[TEXT PASSAGE Boundary: Start]

Do millennials have a different attitude to trust?

I think millennials are more sceptical in some ways. My parents’ generation were quite deferential to experts and leaders, and even brands. With millennials, it’s a whole different mindset: there is a hearty scepticism.

How much do people trust chatbots?

Customer service bots have a long way to go. Often people are going to customer service with a problem – and bots can’t empathise with someone who is frustrated or upset. I deal a lot with fintechs and it drives me mad when they don’t have a customer service department. It’s your money and you really don’t want to talk to Susie Chatbot; you want a human being because you need to believe in an instant that that person understands your problem.

Is there anything organisations can do to regain trust once they’ve lost it?

Most trust crises come down to integrity. The companies claim it’s a capability problem: ‘We’ll fix the system, put more bots on it, or whatever the technology fix is.’ But actually, it’s a culture problem: it’s people saying they don’t believe the company’s interests are aligned with theirs. That is a really hard place for a company to come back from.

Samsung is a good example. The company went through a trust crisis over problems with its Galaxy Note 7 smartphone. Samsung admitted it was about the phone but also said what was wrong with its systems and fixed them.

You’ve talked about transparency not being the answer.

[TEXT PASSAGE Boundary: End]
[EXCERPTED DATA Boundary: Start]

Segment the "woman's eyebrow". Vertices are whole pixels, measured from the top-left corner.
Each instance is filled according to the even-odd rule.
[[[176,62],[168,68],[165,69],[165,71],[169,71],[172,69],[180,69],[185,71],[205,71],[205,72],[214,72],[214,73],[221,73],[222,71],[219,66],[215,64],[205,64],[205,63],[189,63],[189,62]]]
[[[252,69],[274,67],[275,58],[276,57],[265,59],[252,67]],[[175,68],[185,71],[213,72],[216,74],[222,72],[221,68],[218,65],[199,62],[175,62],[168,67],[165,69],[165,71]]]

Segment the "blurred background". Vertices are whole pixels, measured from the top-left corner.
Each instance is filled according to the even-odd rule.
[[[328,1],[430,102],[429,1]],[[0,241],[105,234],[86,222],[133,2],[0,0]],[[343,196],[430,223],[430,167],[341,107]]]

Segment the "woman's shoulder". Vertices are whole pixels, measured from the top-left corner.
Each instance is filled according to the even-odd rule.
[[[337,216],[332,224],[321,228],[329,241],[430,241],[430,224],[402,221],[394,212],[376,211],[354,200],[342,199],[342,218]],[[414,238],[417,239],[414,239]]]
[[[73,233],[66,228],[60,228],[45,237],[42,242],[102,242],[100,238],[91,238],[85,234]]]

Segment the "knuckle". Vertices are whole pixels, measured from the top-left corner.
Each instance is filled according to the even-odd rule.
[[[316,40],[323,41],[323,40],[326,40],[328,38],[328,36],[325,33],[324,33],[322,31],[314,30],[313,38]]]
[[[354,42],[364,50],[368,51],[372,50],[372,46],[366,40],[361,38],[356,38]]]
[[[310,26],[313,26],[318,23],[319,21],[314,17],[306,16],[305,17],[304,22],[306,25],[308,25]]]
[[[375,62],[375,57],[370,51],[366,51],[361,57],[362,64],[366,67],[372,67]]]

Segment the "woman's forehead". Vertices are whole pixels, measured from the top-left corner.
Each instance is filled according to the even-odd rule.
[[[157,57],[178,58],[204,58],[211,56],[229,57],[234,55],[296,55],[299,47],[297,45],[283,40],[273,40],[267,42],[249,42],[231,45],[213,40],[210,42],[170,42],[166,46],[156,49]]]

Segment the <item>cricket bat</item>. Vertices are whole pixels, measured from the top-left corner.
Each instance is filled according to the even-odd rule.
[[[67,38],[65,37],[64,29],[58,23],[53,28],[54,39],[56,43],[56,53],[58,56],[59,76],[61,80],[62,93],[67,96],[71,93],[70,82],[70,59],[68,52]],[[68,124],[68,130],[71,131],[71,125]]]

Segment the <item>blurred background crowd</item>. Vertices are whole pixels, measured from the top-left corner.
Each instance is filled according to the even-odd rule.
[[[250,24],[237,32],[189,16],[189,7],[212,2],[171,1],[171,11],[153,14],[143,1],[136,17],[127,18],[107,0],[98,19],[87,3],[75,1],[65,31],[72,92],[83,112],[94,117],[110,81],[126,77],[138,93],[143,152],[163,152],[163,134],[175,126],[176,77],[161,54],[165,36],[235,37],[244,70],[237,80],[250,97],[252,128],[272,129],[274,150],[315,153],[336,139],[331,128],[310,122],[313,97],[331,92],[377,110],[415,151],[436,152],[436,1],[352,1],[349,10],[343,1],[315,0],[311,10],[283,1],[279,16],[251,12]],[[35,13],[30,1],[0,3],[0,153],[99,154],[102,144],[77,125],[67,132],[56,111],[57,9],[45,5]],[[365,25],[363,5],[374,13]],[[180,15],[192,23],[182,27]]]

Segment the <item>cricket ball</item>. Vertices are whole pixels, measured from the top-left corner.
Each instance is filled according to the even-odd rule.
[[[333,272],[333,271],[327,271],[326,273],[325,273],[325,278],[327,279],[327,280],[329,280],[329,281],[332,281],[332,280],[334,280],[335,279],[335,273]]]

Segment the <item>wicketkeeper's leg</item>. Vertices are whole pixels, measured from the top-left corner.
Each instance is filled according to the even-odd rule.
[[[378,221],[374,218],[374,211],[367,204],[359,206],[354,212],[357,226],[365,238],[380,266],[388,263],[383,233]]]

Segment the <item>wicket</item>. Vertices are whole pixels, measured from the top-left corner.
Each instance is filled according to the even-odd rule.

[EXCERPTED DATA Boundary: End]

From the text on trust, return the passage between "Do millennials have" and "understands your problem.", inclusive, copied word for word.

TASK RESULT
Do millennials have a different attitude to trust?

I think millennials are more sceptical in some ways. My parents’ generation were quite deferential to experts and leaders, and even brands. With millennials, it’s a whole different mindset: there is a hearty scepticism.

How much do people trust chatbots?

Customer service bots have a long way to go. Often people are going to customer service with a problem – and bots can’t empathise with someone who is frustrated or upset. I deal a lot with fintechs and it drives me mad when they don’t have a customer service department. It’s your money and you really don’t want to talk to Susie Chatbot; you want a human being because you need to believe in an instant that that person understands your problem.